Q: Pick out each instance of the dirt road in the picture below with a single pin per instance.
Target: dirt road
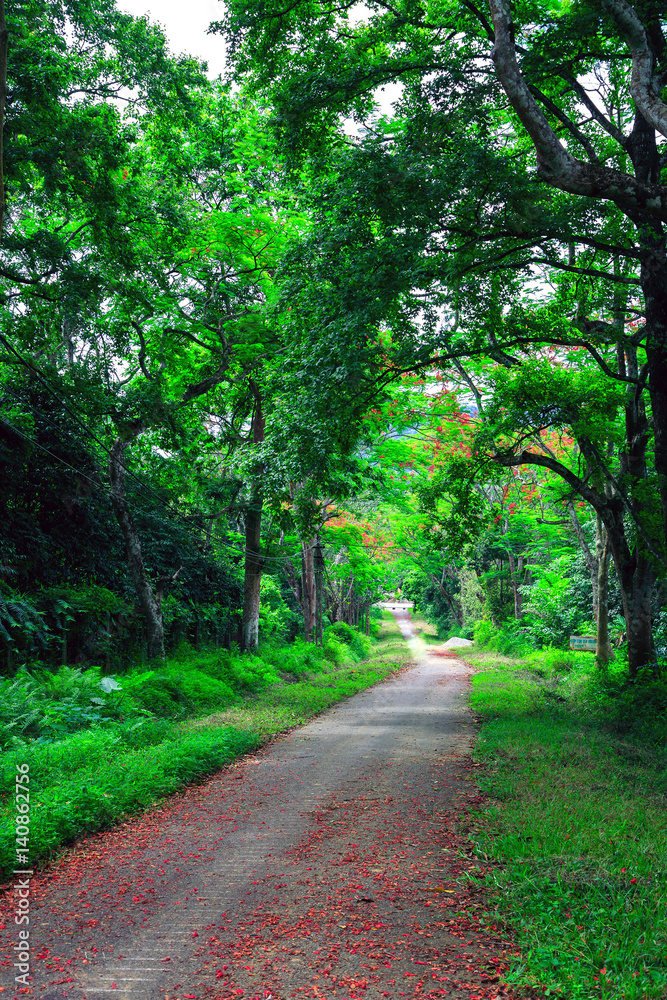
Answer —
(322, 866)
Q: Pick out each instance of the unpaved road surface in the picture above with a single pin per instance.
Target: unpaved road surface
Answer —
(322, 866)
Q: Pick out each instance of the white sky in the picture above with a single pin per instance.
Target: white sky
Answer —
(185, 26)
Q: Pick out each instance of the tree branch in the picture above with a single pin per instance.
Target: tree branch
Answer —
(554, 164)
(642, 85)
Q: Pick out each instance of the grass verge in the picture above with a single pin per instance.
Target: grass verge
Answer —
(91, 779)
(575, 823)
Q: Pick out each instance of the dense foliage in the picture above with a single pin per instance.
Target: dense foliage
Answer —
(258, 372)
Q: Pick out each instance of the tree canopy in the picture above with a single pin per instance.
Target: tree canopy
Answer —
(238, 340)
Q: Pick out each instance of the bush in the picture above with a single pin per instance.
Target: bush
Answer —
(358, 644)
(510, 640)
(74, 794)
(297, 659)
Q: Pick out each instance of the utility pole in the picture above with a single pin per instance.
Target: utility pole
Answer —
(319, 579)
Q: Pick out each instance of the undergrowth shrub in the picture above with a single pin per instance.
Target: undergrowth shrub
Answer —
(72, 793)
(511, 639)
(358, 644)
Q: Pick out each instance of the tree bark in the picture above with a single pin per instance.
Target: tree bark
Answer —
(514, 577)
(4, 50)
(254, 563)
(151, 604)
(603, 651)
(252, 578)
(308, 590)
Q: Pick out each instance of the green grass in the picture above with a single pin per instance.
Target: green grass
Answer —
(576, 823)
(89, 780)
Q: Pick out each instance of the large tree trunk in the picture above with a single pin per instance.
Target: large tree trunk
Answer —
(253, 545)
(151, 603)
(515, 573)
(308, 590)
(603, 651)
(253, 574)
(637, 608)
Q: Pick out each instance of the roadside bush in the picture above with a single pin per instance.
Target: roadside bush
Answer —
(510, 640)
(80, 795)
(297, 659)
(358, 644)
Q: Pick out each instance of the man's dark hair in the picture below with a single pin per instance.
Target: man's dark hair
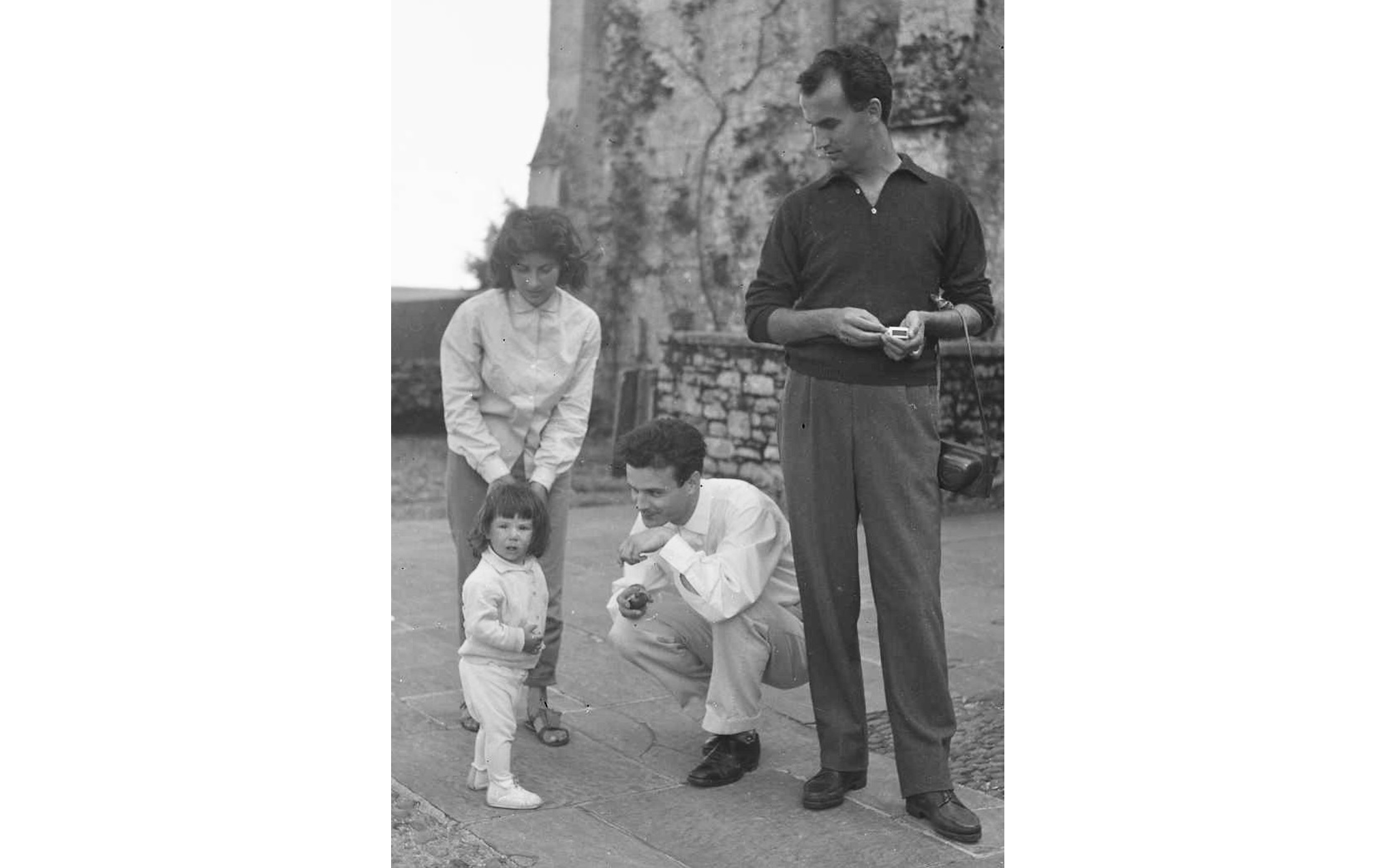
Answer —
(862, 76)
(545, 231)
(662, 444)
(512, 500)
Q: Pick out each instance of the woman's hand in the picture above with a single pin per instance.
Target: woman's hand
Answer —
(541, 492)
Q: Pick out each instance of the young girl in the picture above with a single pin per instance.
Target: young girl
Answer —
(504, 617)
(517, 371)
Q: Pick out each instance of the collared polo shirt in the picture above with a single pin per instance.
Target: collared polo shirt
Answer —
(829, 247)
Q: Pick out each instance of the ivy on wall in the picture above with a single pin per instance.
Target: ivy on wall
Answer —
(930, 84)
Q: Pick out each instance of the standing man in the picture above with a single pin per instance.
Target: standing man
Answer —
(708, 600)
(862, 249)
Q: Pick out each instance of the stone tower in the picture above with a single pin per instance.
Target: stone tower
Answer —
(673, 131)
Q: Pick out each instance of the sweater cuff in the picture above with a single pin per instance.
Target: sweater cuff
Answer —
(758, 328)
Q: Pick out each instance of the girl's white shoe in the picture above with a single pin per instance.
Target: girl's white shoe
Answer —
(477, 778)
(512, 796)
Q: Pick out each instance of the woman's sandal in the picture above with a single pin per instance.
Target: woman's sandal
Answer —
(466, 719)
(545, 724)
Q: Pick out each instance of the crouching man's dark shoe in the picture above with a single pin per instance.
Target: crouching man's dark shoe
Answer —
(727, 757)
(947, 816)
(827, 789)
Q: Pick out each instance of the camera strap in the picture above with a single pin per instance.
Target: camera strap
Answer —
(975, 381)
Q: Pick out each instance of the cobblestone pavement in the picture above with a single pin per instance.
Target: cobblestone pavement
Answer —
(978, 747)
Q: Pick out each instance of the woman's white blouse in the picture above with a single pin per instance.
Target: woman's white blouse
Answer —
(517, 381)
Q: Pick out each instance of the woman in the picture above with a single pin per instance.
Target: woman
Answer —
(517, 366)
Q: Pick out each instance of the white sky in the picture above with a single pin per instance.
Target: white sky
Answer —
(469, 97)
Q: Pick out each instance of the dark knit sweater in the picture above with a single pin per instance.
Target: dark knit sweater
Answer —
(826, 247)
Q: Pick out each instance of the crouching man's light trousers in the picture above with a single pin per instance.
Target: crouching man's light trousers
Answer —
(716, 667)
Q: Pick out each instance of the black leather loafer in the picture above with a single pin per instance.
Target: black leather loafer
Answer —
(727, 758)
(947, 816)
(827, 789)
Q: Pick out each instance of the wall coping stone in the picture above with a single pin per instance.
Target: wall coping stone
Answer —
(986, 349)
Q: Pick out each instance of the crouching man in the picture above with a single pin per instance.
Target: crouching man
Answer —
(708, 600)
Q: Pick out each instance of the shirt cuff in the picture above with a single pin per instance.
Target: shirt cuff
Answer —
(545, 476)
(680, 556)
(494, 468)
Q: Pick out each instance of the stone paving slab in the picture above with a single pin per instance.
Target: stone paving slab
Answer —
(568, 838)
(406, 721)
(773, 829)
(435, 767)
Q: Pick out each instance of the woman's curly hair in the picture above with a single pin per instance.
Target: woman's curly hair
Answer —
(545, 231)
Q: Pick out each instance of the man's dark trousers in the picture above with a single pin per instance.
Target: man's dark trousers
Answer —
(850, 452)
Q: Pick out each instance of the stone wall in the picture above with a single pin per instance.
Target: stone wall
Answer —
(730, 389)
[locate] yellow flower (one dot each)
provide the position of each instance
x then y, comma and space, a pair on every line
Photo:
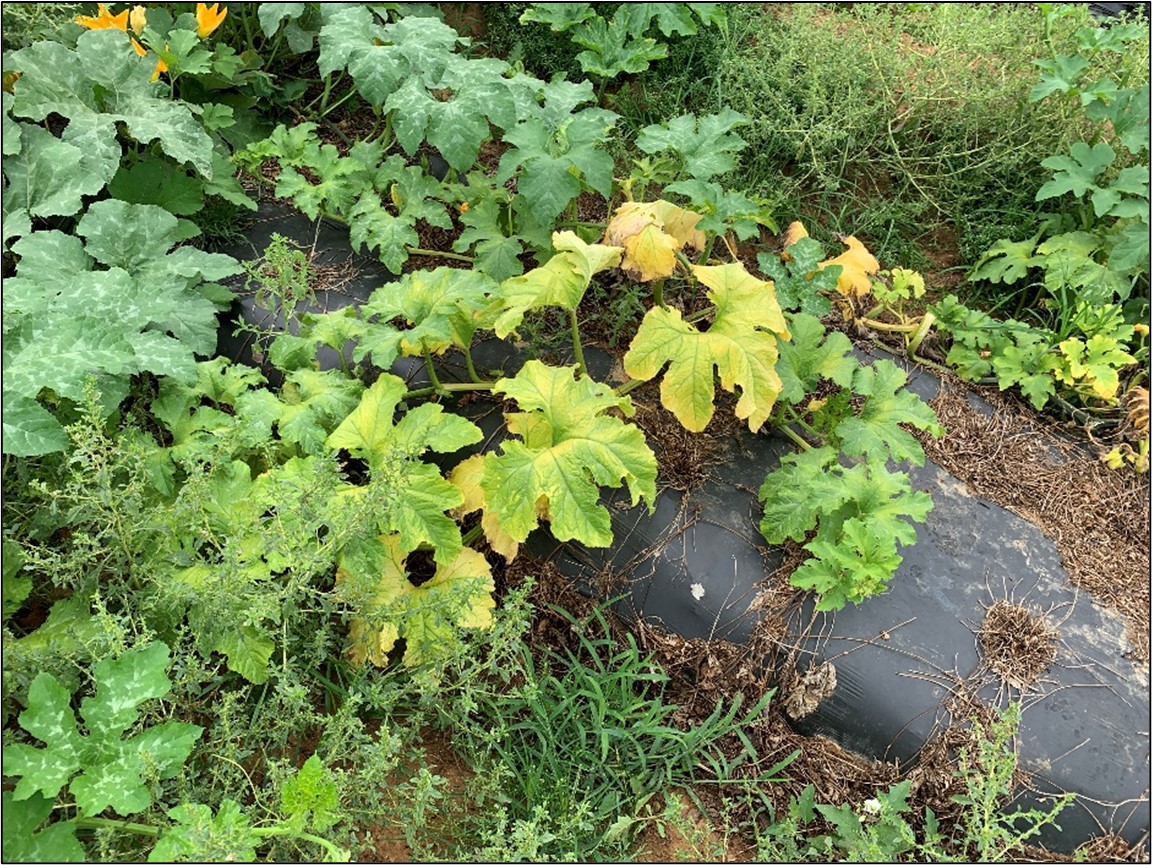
104, 20
137, 20
160, 66
209, 17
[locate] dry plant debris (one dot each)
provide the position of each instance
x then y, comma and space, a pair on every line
1016, 644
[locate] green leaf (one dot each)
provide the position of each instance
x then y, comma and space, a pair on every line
10, 136
560, 282
740, 346
248, 653
48, 176
315, 403
373, 226
119, 234
859, 515
1076, 173
440, 308
311, 791
612, 50
57, 842
569, 448
1007, 262
410, 498
154, 181
29, 429
122, 685
369, 431
724, 210
101, 83
800, 281
50, 718
198, 835
16, 589
876, 431
797, 493
851, 568
558, 16
811, 355
1059, 75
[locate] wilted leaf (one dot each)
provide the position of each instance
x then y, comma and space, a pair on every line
651, 234
858, 264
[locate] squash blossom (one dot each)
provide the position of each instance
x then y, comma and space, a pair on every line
104, 20
137, 20
209, 17
160, 67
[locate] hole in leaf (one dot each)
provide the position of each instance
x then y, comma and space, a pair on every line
421, 567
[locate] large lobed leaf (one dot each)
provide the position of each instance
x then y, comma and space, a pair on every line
568, 449
740, 347
373, 578
560, 282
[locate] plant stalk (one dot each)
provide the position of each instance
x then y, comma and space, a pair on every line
577, 348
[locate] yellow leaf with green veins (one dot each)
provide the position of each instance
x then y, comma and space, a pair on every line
858, 265
651, 234
467, 478
560, 282
373, 578
570, 449
740, 346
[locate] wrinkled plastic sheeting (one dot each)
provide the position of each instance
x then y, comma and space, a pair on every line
900, 658
695, 566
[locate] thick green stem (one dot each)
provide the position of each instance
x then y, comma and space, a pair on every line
917, 338
440, 253
437, 387
448, 388
471, 367
795, 437
103, 822
577, 348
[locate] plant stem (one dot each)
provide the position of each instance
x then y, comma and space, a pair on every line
440, 253
917, 338
437, 387
795, 437
471, 367
103, 822
448, 388
629, 386
658, 294
577, 349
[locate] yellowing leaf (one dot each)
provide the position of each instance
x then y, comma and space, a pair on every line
741, 346
1138, 406
570, 449
467, 478
560, 282
795, 232
651, 234
373, 578
858, 264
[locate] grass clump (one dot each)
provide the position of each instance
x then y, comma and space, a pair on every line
889, 120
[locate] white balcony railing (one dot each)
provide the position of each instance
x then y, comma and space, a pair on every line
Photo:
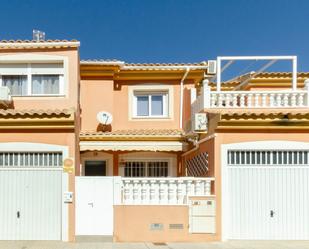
5, 94
250, 99
164, 191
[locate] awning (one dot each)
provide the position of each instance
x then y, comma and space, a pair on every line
133, 146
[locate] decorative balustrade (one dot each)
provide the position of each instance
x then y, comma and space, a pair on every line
164, 191
248, 99
259, 99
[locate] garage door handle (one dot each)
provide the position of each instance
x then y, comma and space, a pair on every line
272, 213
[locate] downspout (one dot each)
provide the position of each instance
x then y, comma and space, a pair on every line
181, 96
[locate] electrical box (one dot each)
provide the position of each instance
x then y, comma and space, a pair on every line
200, 122
68, 197
204, 207
202, 216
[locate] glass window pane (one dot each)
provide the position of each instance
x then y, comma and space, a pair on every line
45, 84
157, 105
142, 105
16, 83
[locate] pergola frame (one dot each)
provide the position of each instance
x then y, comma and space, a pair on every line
271, 59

-------------------------

Exercise instructions: In the data above, find each line where the string "pavement" appears, then copy it.

Output:
Q: Pick out each instance of the cobblestone pavement in the picture above with a single pin per instance.
Target: cobblestone pavement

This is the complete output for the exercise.